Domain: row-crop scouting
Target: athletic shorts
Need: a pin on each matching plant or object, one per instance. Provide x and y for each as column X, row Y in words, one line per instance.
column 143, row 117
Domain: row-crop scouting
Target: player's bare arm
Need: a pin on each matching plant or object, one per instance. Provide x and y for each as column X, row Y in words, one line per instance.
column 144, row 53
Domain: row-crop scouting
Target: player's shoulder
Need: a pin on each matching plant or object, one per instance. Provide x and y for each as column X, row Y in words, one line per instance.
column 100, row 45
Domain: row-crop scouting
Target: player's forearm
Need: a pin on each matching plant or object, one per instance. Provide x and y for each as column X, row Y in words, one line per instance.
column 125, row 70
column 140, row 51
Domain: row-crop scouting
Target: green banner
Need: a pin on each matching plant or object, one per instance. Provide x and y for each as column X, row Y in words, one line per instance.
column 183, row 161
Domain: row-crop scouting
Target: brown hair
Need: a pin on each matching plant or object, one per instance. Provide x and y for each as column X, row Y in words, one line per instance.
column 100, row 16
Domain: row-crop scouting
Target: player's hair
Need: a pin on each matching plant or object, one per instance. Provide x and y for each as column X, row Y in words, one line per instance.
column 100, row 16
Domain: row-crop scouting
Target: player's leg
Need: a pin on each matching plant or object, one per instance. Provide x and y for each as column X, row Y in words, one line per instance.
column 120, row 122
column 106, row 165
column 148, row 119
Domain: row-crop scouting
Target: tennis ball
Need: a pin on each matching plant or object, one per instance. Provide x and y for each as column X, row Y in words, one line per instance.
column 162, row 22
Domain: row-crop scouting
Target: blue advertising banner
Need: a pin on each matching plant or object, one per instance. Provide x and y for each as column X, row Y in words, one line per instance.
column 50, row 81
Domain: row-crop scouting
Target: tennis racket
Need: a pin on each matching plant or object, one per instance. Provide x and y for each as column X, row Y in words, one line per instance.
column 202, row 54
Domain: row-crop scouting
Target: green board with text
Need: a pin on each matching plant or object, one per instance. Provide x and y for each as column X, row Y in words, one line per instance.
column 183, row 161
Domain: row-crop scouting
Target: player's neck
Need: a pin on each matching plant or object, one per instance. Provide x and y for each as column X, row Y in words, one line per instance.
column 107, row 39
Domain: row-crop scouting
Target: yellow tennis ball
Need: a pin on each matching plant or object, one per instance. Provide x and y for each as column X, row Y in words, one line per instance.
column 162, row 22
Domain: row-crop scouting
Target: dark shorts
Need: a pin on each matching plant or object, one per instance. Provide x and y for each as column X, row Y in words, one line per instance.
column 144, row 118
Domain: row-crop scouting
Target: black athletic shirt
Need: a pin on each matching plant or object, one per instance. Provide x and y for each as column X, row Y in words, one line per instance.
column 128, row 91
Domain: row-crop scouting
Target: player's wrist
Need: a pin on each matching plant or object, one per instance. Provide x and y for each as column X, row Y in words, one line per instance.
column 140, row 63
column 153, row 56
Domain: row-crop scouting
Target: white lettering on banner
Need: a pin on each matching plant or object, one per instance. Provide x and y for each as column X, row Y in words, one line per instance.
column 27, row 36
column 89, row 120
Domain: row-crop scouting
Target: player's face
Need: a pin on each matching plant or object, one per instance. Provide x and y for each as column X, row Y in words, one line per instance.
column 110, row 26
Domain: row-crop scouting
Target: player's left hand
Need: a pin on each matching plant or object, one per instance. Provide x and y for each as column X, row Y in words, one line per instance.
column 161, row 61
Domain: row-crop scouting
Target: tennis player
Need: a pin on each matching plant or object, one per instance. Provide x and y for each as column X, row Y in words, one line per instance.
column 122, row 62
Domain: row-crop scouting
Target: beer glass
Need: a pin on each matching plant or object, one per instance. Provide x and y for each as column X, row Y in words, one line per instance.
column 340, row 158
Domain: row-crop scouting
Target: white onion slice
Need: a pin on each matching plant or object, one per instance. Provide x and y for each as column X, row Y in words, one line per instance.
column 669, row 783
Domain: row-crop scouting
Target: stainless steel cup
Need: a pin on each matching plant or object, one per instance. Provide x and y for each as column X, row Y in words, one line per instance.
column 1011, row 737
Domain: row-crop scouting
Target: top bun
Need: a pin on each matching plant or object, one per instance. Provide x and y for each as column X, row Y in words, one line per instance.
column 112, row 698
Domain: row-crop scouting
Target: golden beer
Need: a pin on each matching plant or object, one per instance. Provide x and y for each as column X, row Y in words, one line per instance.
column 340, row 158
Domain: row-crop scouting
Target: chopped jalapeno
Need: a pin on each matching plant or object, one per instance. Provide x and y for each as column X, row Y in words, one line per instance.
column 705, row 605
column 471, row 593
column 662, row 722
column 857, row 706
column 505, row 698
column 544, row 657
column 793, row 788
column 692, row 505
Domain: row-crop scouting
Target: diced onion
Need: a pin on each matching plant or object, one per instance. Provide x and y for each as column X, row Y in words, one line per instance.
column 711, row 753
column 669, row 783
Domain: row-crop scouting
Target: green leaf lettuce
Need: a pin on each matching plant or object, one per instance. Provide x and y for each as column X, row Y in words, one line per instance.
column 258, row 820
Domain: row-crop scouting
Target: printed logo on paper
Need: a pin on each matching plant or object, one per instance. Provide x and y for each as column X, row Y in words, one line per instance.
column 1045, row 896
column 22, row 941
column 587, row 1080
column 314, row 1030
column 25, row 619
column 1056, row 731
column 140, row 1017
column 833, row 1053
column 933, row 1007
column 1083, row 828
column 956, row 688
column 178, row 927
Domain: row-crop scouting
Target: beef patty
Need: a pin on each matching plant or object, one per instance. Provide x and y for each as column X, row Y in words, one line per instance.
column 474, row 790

Given request →
Rewrite all the records, changing "row-crop scouting" to "sports photography" wherever it appears and keeping everything else the same.

Solution below →
Domain: sports photography
Target: athletic shorts
Need: a pin on each matching plant or object, one per instance. Provide x and y for each as column X, row Y in words, one line per instance.
column 143, row 117
Domain: sports photography
Target: player's bare arm
Need: a pin on each matching plant or object, one per instance. Provide x and y for each as column X, row Y in words, one line per instance.
column 144, row 53
Domain: sports photography
Target: player's shoulder
Need: a pin on each matching plant or object, one per instance. Provide x and y for each as column X, row Y in words, one line per instance.
column 100, row 45
Domain: sports photography
Target: player's forearm
Need: a pin on each matching plant or object, one per instance. Provide x and y for each as column X, row Y in words, one line per instance.
column 125, row 70
column 140, row 51
Domain: sports photography
Target: green banner
Need: a pin on each matching plant or object, one per instance. Provide x and y for each as column X, row Y in words, one line per instance.
column 183, row 161
Domain: sports photography
Target: brown hair
Need: a pin on each matching plant or object, one per instance. Provide x and y for each as column X, row Y in words, one line per instance.
column 100, row 16
Domain: sports photography
Target: player's hair
Need: a pin on each matching plant or object, one per instance. Provide x and y for each as column X, row Y in words, one line per instance.
column 100, row 16
Domain: sports photography
Target: player's leg
Need: a pin on each matching plant or object, one per instance. Provide x and y for each as column X, row Y in words, one line per instance.
column 120, row 122
column 106, row 165
column 148, row 119
Domain: sports photography
Target: tennis ball
Need: a pin on each matching plant or object, one per instance. Provide x and y for each as column X, row Y in words, one line per instance.
column 162, row 22
Domain: sports photography
Target: blue advertising banner
Need: a pin on each matching plant or object, one per instance. Provide x and y for each as column X, row Y in words, one line per instance.
column 50, row 81
Domain: sports photography
Target: tennis racket
Need: a pin on each matching plant or object, one per instance. Provide x and y for each as column X, row Y in words, one line per instance.
column 202, row 54
Domain: sports photography
Target: green board with text
Need: a pin on each matching plant or object, one per instance. Provide x and y for each as column X, row Y in words, one line per instance.
column 183, row 161
Domain: sports photography
Target: player's neck
Need: a pin on each matching plant or object, one per instance. Provide x and y for each as column X, row Y in words, one line per instance.
column 107, row 39
Domain: sports photography
Target: yellow tennis ball
Need: a pin on each matching plant or object, one per instance. Provide x and y for each as column X, row Y in words, one line per instance.
column 162, row 22
Domain: sports photography
Target: dark shorts
Need: a pin on each matching plant or object, one per instance. Provide x and y for each as column X, row Y in words, one line per instance.
column 144, row 118
Domain: sports photography
Target: black athletic shirt
Need: a pin on each matching plant or object, one per instance. Provide x and y for each as column X, row Y in words, one line per instance.
column 128, row 91
Domain: sports photography
Target: player's wrist
Need: a pin on each matching plant or object, one per instance. Provide x and y for each as column X, row Y in words, one line per instance.
column 140, row 63
column 153, row 56
Domain: sports photography
Target: white lettering on banner
Need: a pin on each matching plant or object, one per instance. Provide x and y for each as column X, row Y in words, one line per instance.
column 27, row 36
column 89, row 120
Domain: sports photography
Target: player's face
Need: a pin on each matching plant or object, one per instance. Provide x and y for each as column X, row Y in words, one line per instance.
column 110, row 26
Domain: sports photography
Target: player's left hand
Need: a pin on each matching plant or object, one per instance. Provide x and y for each as column X, row Y in words, one line per instance.
column 161, row 61
Domain: sports photography
Target: tennis player
Need: a pin on each matching plant or object, one per instance. Provide x and y for each as column X, row Y in words, one line per instance.
column 122, row 62
Domain: sports photography
Target: beer glass
Need: a pin on each matching plant or object, one per instance. Provide x and y for each as column X, row Y in words, one line per instance.
column 340, row 158
Domain: sports photography
Target: white onion slice
Need: a pin on each matching plant or object, one per instance. Provide x and y for each as column X, row Y in words, one line per instance.
column 669, row 783
Domain: sports photography
Target: stainless steel cup
Need: a pin on each matching plant or object, one per instance. Provide x and y for each as column X, row Y in words, one line per instance.
column 1011, row 737
Domain: sports photography
Target: top bun
Need: a pin on each matching plant or object, one per instance. Provide x and y for each as column X, row Y in words, one line per instance.
column 112, row 698
Domain: sports photography
Target: golden beer
Need: a pin on each matching plant or object, one per instance. Provide x and y for each as column X, row Y in words, one line per instance.
column 340, row 158
Domain: sports photography
Target: chopped jalapeno
Need: a pin on each matching plant or object, one per instance. Provide x and y for each as column X, row Y in words, one line per instance.
column 705, row 605
column 471, row 593
column 662, row 722
column 857, row 706
column 505, row 698
column 544, row 657
column 793, row 788
column 692, row 505
Domain: sports photography
Target: diced onion
Need: a pin on each matching plant or object, one per instance. Provide x and y for each as column X, row Y in words, one line per instance.
column 711, row 753
column 669, row 783
Domain: sports photography
Target: green leaf lettuce
Need: a pin on each matching plant or object, one per instance. Provide x and y for each as column X, row Y in words, one line per instance.
column 258, row 820
Domain: sports photography
Target: printed logo on paper
Need: a pin on each matching plant or object, one per instance. Provide x and y for each as column X, row Y in words, one line per instance.
column 1045, row 896
column 22, row 941
column 587, row 1080
column 314, row 1030
column 25, row 619
column 1056, row 731
column 140, row 1017
column 833, row 1053
column 933, row 1007
column 1083, row 828
column 956, row 688
column 178, row 927
Domain: sports photography
Target: beef patty
Need: a pin on each matching plant or object, one per instance. Provide x and y for each as column X, row Y in words, one line per instance.
column 474, row 790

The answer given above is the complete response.